## [JOB]
Extract each line below that contains the string "interior", copying those lines unchanged.

## [Labeled area outline items]
▽

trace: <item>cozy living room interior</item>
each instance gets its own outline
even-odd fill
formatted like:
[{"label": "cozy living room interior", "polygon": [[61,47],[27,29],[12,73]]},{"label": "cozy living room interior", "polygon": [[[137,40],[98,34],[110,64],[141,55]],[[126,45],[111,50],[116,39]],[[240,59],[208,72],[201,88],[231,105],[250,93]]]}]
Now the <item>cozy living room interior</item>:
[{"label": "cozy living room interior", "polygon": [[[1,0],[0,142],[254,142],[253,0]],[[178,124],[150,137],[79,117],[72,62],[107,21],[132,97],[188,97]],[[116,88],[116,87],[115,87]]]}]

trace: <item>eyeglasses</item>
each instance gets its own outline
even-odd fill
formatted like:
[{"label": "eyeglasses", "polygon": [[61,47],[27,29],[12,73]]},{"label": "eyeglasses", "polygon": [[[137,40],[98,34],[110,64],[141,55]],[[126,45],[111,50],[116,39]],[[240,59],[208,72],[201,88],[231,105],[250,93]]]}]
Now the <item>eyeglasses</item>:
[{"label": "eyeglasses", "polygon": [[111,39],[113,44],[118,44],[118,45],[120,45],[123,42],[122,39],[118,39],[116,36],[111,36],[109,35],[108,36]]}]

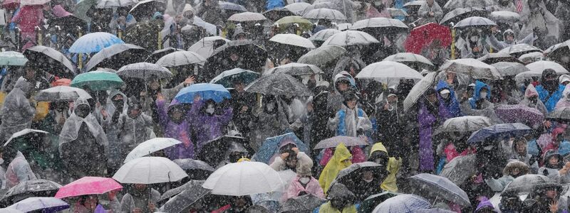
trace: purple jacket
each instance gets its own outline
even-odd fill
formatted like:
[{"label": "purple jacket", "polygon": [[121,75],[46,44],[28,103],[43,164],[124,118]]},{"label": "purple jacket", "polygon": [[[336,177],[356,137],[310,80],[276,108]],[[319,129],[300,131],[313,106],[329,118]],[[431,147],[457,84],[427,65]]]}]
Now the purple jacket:
[{"label": "purple jacket", "polygon": [[222,115],[214,114],[212,116],[200,111],[204,106],[204,100],[194,103],[190,109],[190,116],[192,117],[191,128],[196,133],[197,151],[202,149],[204,143],[224,135],[222,128],[225,127],[232,120],[234,111],[232,107],[228,107]]},{"label": "purple jacket", "polygon": [[[170,121],[168,116],[168,111],[172,106],[178,104],[178,102],[173,100],[166,109],[166,101],[156,100],[157,111],[158,111],[158,119],[160,126],[163,128],[165,137],[172,138],[182,141],[182,144],[178,144],[165,150],[167,156],[170,160],[194,158],[194,144],[192,143],[191,134],[189,131],[190,128],[191,117],[187,116],[180,124],[176,124]],[[190,115],[190,113],[188,114]]]}]

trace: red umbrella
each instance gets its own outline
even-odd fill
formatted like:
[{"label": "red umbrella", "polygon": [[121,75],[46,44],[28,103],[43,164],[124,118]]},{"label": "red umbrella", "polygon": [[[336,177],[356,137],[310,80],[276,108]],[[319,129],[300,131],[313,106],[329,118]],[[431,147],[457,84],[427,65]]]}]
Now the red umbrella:
[{"label": "red umbrella", "polygon": [[404,42],[404,47],[408,52],[420,54],[422,49],[433,40],[439,40],[442,47],[447,47],[451,44],[451,31],[448,27],[430,23],[412,30],[410,36]]}]

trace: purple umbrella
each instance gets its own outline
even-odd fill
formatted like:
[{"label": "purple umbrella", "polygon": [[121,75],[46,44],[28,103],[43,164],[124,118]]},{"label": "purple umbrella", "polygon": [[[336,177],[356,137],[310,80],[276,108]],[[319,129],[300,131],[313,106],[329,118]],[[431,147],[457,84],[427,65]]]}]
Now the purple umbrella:
[{"label": "purple umbrella", "polygon": [[505,123],[523,123],[533,128],[542,125],[544,120],[544,115],[538,109],[519,104],[499,106],[495,113]]}]

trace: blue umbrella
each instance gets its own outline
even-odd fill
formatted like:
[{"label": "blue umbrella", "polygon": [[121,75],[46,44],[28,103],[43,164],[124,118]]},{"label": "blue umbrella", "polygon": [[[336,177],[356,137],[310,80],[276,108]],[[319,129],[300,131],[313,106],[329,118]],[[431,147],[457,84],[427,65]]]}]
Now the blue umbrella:
[{"label": "blue umbrella", "polygon": [[414,210],[428,209],[430,202],[415,195],[400,195],[388,198],[376,206],[373,213],[411,213]]},{"label": "blue umbrella", "polygon": [[41,212],[57,212],[69,209],[69,204],[55,197],[28,197],[9,207],[24,212],[42,210]]},{"label": "blue umbrella", "polygon": [[285,140],[289,140],[293,143],[295,143],[299,151],[306,153],[308,153],[309,148],[307,148],[307,146],[305,145],[305,143],[297,138],[294,133],[288,133],[284,135],[267,138],[265,139],[265,141],[263,142],[263,145],[261,145],[261,148],[259,148],[259,151],[257,151],[257,153],[255,153],[255,155],[254,155],[252,158],[253,160],[254,161],[263,162],[269,164],[271,157],[279,153],[279,144],[281,142],[284,141]]},{"label": "blue umbrella", "polygon": [[487,138],[504,136],[522,136],[530,133],[532,129],[521,123],[502,124],[481,129],[467,139],[469,143],[483,142]]},{"label": "blue umbrella", "polygon": [[221,102],[224,98],[229,99],[232,96],[229,91],[220,84],[195,84],[185,87],[178,92],[175,99],[183,104],[194,102],[194,97],[200,94],[202,100],[212,99],[216,102]]},{"label": "blue umbrella", "polygon": [[111,33],[91,33],[78,38],[69,48],[69,52],[74,53],[97,53],[103,48],[117,43],[125,43],[125,42]]}]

△

## [EXERCISE OUTPUT]
trace: <item>cozy living room interior</item>
[{"label": "cozy living room interior", "polygon": [[61,47],[27,29],[12,73]]},{"label": "cozy living room interior", "polygon": [[[137,40],[98,34],[110,64],[141,55]],[[126,45],[111,50],[116,39]],[[240,59],[208,72],[201,88],[231,105],[250,93]]]}]
Now the <item>cozy living room interior</item>:
[{"label": "cozy living room interior", "polygon": [[[1,0],[0,142],[254,142],[253,0]],[[178,124],[150,137],[79,117],[72,62],[107,21],[132,97],[188,97]],[[116,88],[116,87],[115,87]]]}]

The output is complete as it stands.